# Work instruction
The lines to find are those in the entries that hold the word "window"; copy every one of them.

# Dataset excerpts
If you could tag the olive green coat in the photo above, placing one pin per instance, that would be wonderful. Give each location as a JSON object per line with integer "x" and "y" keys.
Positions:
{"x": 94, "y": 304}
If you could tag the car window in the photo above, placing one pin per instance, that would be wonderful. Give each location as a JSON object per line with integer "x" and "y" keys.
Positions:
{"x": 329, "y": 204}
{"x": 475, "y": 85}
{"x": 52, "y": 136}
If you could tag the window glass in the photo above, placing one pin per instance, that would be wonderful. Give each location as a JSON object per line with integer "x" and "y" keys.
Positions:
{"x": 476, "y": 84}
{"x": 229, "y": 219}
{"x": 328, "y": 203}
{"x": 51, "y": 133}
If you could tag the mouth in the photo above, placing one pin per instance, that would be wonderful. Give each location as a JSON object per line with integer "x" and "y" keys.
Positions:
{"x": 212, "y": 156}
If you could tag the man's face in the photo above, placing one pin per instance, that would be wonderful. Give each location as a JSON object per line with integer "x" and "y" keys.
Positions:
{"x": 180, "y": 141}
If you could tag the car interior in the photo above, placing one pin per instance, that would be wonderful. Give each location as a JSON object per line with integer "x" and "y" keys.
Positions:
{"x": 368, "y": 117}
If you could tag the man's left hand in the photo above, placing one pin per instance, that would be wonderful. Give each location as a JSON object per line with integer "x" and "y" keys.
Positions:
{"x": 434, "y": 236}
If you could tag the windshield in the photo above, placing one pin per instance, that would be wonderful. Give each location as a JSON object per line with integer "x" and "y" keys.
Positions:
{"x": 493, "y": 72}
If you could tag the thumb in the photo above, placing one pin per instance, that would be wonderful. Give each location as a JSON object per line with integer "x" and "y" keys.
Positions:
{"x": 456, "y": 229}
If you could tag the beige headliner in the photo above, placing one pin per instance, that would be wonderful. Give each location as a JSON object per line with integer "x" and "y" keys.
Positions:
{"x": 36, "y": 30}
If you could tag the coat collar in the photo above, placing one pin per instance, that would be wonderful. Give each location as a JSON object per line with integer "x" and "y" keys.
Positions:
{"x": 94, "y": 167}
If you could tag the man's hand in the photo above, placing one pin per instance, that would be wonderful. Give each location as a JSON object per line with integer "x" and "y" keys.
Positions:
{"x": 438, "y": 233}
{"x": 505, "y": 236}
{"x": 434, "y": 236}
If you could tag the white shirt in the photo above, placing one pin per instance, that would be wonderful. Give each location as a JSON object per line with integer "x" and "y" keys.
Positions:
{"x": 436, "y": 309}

# Response to this task
If you could tag the car window in the photo above, placing one pin per instance, that would be wonderful. Give each location as a JSON object per line with integer "x" and "y" keys.
If you could tag the window glass in the photo above, placing one pin per instance, that would be wonderful. Give each location as a JSON object per line with integer "x" and "y" keys.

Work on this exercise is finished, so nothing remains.